[Begin Material provided]

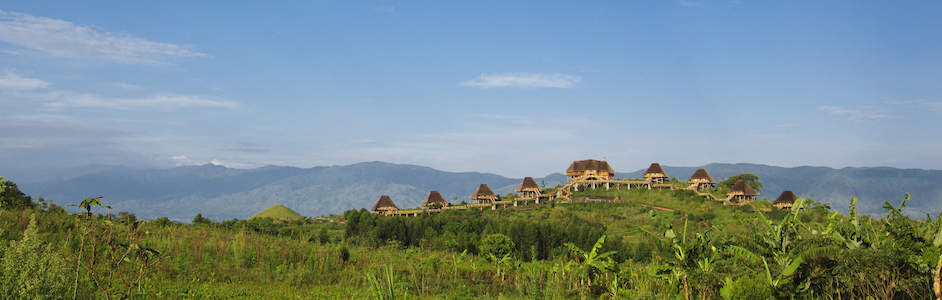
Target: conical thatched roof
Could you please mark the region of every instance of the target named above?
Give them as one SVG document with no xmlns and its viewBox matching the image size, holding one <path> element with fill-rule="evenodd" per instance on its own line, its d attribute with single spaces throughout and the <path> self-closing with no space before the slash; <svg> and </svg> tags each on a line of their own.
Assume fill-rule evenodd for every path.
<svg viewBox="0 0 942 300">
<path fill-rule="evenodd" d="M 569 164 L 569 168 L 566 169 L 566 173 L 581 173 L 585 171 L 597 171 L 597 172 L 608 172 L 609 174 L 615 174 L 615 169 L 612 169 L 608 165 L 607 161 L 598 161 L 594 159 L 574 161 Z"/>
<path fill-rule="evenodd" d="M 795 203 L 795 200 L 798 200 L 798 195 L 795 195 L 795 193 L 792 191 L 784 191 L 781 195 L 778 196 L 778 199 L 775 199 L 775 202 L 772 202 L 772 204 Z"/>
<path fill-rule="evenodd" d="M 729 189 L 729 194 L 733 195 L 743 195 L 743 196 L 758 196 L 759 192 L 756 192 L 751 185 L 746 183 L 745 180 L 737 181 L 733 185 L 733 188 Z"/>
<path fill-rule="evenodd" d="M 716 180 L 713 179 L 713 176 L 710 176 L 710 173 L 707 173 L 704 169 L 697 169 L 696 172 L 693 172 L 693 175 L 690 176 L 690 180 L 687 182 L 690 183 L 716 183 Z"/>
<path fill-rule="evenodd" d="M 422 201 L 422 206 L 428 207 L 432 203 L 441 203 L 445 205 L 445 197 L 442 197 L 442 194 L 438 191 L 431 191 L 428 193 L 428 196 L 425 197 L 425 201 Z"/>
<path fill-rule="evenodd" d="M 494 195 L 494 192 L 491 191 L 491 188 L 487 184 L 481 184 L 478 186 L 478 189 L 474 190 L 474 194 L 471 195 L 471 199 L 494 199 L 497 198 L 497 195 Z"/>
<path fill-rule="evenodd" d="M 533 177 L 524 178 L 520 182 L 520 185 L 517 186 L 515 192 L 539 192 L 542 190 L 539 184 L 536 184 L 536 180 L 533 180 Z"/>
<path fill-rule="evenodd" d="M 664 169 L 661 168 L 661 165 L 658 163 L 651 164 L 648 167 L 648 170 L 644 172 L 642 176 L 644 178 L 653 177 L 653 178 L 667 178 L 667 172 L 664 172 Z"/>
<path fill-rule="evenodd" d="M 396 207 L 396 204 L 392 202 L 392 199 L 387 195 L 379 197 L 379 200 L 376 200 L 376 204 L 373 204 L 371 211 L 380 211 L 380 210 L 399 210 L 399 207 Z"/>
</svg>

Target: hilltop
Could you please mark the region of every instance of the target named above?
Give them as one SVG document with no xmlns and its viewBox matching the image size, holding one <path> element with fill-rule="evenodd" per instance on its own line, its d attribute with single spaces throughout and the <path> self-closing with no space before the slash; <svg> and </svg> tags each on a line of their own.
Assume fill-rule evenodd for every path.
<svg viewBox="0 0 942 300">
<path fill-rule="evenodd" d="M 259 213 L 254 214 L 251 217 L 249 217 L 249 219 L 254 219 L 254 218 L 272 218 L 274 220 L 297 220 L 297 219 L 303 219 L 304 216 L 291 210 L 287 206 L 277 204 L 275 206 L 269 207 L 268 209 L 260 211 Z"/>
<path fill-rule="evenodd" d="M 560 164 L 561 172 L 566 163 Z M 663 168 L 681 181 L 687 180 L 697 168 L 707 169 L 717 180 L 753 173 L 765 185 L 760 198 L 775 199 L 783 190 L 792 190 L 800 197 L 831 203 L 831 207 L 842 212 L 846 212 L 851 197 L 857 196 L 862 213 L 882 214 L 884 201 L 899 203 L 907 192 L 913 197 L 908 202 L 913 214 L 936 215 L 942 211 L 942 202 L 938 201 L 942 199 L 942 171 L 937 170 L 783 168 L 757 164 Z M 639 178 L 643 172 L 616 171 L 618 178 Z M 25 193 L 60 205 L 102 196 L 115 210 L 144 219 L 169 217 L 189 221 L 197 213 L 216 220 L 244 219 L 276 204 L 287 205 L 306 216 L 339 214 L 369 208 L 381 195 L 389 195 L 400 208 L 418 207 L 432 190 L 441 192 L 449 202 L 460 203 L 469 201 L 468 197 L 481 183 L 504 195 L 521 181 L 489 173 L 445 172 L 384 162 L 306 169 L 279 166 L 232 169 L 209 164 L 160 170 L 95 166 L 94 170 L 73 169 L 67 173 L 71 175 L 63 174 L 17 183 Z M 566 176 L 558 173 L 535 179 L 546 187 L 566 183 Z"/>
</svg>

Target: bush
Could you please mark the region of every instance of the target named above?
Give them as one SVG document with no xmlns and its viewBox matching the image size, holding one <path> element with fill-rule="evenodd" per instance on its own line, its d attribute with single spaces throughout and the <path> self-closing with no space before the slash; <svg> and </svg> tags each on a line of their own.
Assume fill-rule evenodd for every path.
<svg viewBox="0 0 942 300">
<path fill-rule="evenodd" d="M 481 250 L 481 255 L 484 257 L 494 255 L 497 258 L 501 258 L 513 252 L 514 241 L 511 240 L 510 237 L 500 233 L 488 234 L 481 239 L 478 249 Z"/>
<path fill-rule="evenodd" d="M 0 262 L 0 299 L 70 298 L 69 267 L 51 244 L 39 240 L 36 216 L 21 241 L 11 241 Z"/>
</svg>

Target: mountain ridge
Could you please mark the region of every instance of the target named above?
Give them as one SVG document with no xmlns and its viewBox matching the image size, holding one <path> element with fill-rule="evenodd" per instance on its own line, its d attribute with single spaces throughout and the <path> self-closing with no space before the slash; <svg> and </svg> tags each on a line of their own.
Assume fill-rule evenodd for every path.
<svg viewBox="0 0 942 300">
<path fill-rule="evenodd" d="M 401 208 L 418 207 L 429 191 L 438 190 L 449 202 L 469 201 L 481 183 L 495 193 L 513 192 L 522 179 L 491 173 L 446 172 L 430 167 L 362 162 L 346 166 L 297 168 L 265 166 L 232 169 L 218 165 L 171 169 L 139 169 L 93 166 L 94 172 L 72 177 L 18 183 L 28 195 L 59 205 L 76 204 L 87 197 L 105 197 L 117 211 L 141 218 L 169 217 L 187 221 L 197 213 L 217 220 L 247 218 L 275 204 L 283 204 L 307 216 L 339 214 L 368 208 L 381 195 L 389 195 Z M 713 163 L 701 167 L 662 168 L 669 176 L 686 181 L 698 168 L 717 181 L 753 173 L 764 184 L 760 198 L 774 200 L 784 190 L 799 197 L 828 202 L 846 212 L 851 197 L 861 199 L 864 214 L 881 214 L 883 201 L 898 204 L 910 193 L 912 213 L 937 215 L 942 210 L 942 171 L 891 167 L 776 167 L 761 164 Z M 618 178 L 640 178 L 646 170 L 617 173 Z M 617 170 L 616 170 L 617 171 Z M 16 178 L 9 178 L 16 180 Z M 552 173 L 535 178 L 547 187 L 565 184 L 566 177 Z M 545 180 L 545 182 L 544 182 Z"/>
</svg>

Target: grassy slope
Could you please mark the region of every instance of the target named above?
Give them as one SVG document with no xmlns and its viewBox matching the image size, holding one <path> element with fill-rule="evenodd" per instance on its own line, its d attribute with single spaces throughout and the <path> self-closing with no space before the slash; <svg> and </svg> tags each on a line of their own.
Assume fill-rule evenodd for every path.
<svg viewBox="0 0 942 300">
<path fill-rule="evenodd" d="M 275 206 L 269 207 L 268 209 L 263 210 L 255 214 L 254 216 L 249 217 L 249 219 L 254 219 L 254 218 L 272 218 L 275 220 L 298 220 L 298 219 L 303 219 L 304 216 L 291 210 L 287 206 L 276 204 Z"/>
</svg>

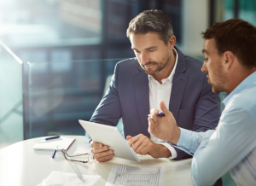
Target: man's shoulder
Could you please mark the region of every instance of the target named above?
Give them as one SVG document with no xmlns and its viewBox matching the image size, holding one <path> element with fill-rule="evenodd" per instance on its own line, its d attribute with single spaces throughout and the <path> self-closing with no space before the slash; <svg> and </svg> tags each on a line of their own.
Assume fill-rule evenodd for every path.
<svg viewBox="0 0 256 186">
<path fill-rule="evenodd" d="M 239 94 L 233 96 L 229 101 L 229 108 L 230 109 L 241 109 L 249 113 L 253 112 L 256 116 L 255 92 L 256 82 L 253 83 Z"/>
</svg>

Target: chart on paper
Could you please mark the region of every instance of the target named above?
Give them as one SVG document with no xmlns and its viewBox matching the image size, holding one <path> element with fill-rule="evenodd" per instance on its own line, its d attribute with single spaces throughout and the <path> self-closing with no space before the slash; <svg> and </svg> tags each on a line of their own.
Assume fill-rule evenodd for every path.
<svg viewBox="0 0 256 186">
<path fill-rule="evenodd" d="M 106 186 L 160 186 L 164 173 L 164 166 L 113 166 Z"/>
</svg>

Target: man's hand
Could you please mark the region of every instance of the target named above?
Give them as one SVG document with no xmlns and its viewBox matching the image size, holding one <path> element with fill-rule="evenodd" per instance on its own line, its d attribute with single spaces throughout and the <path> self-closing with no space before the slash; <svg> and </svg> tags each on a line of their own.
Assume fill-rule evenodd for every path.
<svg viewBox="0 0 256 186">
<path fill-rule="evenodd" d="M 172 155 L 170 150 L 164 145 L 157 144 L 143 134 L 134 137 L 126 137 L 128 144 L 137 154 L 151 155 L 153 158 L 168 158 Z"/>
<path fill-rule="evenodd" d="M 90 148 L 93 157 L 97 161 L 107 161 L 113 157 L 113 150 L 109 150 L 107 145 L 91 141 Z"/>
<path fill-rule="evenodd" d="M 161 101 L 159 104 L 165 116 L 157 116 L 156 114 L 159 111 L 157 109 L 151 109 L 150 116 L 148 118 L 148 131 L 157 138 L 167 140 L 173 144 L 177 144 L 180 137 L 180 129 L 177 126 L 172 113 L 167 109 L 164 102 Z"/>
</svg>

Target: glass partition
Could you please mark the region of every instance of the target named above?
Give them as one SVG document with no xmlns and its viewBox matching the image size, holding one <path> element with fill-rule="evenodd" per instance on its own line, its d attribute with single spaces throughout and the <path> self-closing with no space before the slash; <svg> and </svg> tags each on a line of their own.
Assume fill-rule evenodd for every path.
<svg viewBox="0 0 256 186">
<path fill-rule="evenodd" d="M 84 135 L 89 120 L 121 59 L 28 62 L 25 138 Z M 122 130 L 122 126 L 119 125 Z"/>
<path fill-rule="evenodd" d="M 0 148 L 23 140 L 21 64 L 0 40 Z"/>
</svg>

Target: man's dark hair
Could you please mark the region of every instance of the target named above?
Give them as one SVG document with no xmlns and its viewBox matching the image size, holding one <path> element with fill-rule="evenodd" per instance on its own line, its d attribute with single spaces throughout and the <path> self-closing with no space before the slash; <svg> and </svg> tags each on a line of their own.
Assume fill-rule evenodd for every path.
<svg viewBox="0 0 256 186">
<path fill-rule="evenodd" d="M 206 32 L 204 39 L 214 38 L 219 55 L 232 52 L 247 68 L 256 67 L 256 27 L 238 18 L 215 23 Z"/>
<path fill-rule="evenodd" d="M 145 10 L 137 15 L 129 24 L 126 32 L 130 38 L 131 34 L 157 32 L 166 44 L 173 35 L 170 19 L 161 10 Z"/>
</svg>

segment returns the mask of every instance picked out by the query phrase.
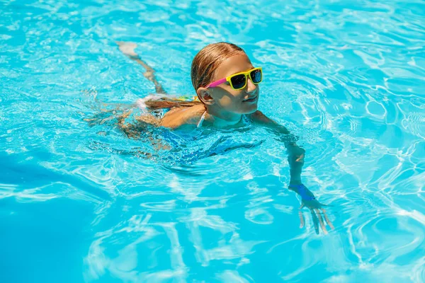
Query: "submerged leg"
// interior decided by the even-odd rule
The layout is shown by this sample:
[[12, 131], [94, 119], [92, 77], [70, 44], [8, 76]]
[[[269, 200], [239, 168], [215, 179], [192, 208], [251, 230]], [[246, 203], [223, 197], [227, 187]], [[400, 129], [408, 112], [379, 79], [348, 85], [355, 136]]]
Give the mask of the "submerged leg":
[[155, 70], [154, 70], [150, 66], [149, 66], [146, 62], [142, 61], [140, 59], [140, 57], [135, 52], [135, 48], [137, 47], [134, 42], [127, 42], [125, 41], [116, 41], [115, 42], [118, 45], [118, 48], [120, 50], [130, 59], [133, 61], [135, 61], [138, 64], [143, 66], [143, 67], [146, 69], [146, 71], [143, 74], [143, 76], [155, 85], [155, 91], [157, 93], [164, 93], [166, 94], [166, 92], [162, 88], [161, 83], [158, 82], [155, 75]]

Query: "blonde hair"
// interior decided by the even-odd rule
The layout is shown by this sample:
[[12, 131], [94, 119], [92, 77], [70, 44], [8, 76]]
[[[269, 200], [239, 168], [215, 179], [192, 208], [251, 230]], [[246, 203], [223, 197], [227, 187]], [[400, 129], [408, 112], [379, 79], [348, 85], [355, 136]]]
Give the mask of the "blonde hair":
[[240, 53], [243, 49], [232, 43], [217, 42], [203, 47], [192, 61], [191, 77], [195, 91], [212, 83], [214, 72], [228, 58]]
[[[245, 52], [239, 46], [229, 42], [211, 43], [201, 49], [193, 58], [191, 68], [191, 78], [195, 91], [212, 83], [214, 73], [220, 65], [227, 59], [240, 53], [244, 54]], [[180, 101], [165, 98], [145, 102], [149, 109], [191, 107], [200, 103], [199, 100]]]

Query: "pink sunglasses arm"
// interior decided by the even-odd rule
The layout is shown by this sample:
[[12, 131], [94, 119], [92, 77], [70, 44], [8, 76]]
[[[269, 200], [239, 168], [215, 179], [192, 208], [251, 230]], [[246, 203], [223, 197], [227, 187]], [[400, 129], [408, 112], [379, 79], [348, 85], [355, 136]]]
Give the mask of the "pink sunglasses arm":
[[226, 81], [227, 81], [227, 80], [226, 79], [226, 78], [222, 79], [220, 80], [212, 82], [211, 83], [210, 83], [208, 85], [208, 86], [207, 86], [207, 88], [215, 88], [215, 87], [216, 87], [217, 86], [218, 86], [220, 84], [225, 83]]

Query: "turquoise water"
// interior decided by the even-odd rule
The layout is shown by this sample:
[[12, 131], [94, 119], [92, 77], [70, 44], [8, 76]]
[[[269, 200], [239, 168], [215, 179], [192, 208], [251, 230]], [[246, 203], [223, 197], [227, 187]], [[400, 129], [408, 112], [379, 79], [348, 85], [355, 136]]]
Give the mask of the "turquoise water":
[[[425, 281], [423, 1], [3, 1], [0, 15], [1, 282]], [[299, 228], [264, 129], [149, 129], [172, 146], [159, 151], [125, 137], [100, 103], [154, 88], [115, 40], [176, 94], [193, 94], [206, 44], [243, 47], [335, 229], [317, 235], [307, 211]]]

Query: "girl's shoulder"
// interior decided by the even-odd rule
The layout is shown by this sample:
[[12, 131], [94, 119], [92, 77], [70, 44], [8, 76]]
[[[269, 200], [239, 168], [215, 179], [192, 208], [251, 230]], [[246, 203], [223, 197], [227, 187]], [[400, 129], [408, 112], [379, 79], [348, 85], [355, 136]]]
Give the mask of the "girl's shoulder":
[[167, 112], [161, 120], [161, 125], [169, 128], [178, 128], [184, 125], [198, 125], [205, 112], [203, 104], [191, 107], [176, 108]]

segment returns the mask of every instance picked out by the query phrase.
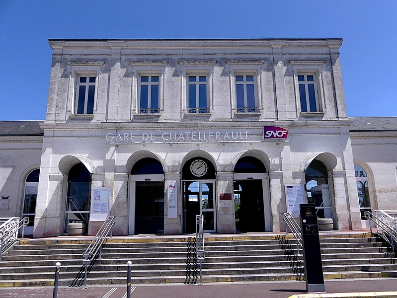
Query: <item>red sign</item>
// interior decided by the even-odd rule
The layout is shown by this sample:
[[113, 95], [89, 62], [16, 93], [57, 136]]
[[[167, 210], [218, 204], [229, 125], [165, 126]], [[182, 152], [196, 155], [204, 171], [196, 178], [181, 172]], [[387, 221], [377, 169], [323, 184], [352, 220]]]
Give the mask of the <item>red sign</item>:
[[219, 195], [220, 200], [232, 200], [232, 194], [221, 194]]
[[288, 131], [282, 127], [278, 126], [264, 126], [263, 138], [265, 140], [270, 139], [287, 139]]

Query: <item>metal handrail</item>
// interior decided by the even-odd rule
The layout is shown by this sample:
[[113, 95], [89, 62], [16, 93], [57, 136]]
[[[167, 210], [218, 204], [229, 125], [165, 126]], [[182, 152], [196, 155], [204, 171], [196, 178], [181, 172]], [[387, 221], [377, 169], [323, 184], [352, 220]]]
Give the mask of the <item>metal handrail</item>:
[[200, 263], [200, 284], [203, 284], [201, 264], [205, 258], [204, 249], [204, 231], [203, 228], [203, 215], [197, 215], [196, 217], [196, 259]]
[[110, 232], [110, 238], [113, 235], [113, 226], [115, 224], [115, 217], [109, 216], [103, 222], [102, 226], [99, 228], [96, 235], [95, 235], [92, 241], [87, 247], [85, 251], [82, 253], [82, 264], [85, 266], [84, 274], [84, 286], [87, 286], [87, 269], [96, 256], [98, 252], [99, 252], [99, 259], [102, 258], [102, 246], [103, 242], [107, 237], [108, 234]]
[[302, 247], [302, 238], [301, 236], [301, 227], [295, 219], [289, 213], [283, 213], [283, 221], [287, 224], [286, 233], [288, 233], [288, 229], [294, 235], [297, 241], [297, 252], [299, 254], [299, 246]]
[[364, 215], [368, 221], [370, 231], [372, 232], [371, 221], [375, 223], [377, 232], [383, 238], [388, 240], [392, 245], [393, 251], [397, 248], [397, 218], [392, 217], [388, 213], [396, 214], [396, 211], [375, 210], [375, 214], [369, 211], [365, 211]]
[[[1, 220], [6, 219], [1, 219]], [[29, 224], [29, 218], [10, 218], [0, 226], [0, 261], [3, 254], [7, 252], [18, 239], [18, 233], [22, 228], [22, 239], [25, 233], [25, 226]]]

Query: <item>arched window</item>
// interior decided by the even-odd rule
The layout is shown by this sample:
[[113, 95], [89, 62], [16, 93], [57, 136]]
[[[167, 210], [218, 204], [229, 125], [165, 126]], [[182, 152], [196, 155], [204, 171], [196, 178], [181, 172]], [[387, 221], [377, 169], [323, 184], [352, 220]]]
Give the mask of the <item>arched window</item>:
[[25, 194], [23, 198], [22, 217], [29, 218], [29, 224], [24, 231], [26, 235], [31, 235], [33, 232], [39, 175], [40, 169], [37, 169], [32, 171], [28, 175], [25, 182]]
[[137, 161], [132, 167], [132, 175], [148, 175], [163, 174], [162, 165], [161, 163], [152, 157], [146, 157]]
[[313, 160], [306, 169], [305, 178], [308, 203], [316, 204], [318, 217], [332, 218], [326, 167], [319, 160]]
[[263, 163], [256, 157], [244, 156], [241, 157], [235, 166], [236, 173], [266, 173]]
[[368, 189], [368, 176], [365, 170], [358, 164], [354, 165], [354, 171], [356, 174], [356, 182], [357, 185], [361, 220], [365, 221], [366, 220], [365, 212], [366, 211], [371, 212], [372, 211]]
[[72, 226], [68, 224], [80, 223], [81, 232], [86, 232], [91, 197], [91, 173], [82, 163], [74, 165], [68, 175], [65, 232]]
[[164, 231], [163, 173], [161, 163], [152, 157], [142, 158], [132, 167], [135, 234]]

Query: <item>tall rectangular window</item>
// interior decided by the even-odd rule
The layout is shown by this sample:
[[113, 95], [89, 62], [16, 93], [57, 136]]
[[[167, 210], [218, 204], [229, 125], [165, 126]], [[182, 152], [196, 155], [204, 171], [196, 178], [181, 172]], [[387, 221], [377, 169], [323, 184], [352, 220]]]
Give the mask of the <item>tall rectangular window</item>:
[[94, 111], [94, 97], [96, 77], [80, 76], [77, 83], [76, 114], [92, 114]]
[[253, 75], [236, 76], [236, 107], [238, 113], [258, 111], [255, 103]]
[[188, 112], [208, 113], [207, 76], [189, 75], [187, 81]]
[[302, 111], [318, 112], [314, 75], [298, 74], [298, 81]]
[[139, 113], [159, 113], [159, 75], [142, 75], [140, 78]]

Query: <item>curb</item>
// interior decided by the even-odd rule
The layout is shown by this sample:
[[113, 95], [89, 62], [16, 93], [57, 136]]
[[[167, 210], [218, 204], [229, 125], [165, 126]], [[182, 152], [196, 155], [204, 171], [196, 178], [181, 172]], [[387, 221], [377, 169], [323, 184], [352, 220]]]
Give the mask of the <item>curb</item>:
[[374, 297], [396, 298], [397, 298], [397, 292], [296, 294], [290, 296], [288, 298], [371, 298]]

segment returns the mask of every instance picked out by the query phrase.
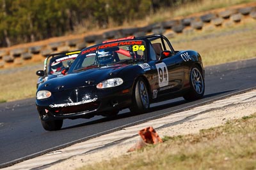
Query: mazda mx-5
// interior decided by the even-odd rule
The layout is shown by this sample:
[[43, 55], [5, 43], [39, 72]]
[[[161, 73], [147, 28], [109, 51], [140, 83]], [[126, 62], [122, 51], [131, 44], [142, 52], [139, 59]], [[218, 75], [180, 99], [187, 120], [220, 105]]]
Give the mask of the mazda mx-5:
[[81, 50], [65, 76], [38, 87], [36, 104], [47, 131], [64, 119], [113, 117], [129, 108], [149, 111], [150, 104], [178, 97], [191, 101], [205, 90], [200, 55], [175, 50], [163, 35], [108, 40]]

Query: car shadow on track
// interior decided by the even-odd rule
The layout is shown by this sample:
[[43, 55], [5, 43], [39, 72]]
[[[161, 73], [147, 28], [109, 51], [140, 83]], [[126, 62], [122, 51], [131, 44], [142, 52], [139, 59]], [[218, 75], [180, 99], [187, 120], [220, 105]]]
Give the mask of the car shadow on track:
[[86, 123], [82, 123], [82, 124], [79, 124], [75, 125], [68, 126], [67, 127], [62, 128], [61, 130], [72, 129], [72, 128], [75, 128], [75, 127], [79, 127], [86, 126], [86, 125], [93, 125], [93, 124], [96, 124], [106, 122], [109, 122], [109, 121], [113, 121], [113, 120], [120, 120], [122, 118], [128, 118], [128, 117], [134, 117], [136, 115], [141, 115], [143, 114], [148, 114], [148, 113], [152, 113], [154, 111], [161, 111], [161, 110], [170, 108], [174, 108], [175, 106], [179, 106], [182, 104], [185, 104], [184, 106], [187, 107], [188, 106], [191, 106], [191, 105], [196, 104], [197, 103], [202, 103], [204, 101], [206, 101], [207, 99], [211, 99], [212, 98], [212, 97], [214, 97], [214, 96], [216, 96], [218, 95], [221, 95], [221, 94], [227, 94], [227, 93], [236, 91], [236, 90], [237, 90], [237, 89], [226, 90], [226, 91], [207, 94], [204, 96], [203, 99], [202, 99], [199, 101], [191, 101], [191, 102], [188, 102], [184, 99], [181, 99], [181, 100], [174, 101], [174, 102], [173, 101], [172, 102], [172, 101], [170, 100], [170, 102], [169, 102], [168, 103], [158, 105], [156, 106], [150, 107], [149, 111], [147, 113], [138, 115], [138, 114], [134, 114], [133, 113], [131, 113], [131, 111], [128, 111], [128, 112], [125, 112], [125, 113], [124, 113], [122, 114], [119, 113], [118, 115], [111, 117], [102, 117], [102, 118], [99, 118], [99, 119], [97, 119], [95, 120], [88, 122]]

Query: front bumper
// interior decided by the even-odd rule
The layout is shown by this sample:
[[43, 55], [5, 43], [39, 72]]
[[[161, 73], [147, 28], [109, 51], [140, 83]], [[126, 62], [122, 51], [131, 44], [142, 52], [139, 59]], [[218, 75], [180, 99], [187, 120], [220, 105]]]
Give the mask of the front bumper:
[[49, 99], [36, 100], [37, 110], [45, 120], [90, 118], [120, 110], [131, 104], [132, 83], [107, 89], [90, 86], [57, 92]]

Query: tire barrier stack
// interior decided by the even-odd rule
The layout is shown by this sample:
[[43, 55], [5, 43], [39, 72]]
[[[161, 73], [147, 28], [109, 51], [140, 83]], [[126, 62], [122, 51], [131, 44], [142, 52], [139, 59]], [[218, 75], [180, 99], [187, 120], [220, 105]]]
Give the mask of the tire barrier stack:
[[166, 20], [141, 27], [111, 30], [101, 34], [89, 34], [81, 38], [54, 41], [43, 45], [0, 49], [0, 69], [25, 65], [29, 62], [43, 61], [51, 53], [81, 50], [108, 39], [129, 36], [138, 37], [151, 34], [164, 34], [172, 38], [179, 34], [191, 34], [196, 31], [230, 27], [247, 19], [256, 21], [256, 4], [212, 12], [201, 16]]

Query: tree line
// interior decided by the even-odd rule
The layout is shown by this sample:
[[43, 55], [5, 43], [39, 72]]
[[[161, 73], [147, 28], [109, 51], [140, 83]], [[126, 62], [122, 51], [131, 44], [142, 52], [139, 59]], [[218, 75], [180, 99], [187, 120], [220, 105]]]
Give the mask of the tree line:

[End Material provided]

* [Aim]: Locate every line in the records that contains the word "tall" and copy each of those lines.

* [Worked answer]:
Query: <item>tall rectangular window</item>
Give the mask of the <item>tall rectangular window</item>:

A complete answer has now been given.